• EXERCISE GOAL: Continue the passage below on the stages of collapse, starting right after its last sentence.

• DOCUMENT TEXT:
== == ==

The brutal 20th Century with its two major World Wars, endless other wars and the massacre of hundreds of millions of people by Hitler, Stalin, Mao Zedong, Pol Pot, Idi Amin, etc. etc. will undoubtedly be seen as the decline. In fact, the progressive disintegration began with the government sabotage of the gold standard and replacement with fiat currency early in the 20th Century to finance the first of many wars (paper is cheaper than gold.) In fact, Robert Daryl Schoon conjectures that, “The Wizard of Oz” published in 1900 reflects the debate about the coinage of gold and silver (see NOTES.) The final step, as mentioned previously, was Nixon ending the convertibility of paper money to gold.
Now, under Obama’s multi-trillion dollar stimulus packages, monetary debasement has entered previously unimaginable levels that will soon destroy both the currency and the economic system that has allowed the government and banksters to prey on the people. Filling the vacuum will be Asia where financial centers are springing up to replace disintegrating Western finance. And life will go on and generations of people will continue to fall in love, get married, have children, be born and die. New roads and buildings will still be built in the West but the rate of construction and maintenance won’t keep pace with disintegration and Postal Service will have stopped on Saturdays.
The 5 stages of collapse
Taken from Dimitry Orlov’s articles, based on his observations during the collapse of the Soviet Union and living in America, the stages of collapse are:
4) Social & cultural
These are overlapping stages and not necessarily sequential steps. In other words we can and will be in more than one stage at a time. We do NOT have to go through all five stages and end in chaos. However, given the refusal of the G-20 (above) to recognize the fundamental problems and the abject economic ignorance of President Obama and his team of lightweights dragging the world down with them, there is no doubt we are now heading to stage 4. The stages are described in greater detail below.
1) Financial: this is already ancient history. Most of the world’s financial systems are dead, insolvent and broken beyond repair. The only two exceptions so far are Canada and Australia. So far. And, that could change as the rest of the globe goes down the toilet. Governments world-wide have thrown trillions of dollars the last two years at the dead carcass of their financial systems to no avail. Credit is still frozen. Banks still aren’t lending to the degree necessary to prevent further economic collapse. Fewer buyers of government debt means that Governments must monetize their debts. In March, the U.S. Fed announced it would buy $300 billion Treasury Bonds. Think about it: the government is buying its own bonds because it can’t find enough buyers. We are well beyond this stage of collapse.
2) Economic: modern credit-based economic systems depend of the financial system to function. Finance is the “life-blood” of our economies. Unemployment is increasing every month. Companies are slashing workers. More job losses = less spending = less business = more job losses in a never-ending downward spiral.

== == ==

• SOURCE DATA:

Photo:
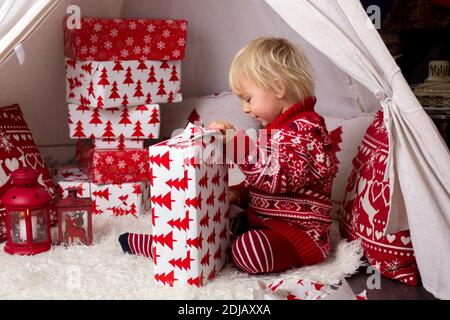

== == ==

• RESPONSE:
Black markets spring up as a result of price controls. Nobody sells at the official price because it’s below cost. A black market has already developed in gold. Governments try to suppress the price of gold because gold measures the health of a currency. Try buying gold at the “official” price. You’ll get excuses rather than delivery. Offer 35% over the “official” price and suddenly it’s available. That’s the definition of a black market and a sign of economic and political collapse.
Government spin-meisters, trying to avoid panic, keep telling us that the bottom is just around the corner. They’re like the Queen in Lewis Carroll’s “Through the Looking Glass.” She tells Alice “The rule is, jam to-morrow and jam yesterday – but never jam to-day.” In other words, it’s not going to happen.
We are well into this stage and we will continue to see economies collapse world-wide.
3) Political: we’ve already seen several governments overthrown. Latvia tossed out its government as did Iceland. There will be more. We are just beginning this stage of collapse.
Last October, the U.S. began training its army in crowd control; a function previously handled by local police and the National Guard. 45 U.S. states are verging on insolvency with California the most severe. Tent cities are springing up. We’re seeing more rioting world-wide and summer hasn’t even started yet.
The American Federal government is losing control. More than a dozen states are threatening to secede from the union because of the heavy-handed Federal government’s response to the economic crisis. In the US, there is a gradual surrender of sovereignty, as sovereign wealth funds buy up more and more US assets. There was a time this stirred people up, generated editorials, letters to the editor and talking head debates, but these are desperate times, and the sovereign wealth funds are allowed to do so with little comment.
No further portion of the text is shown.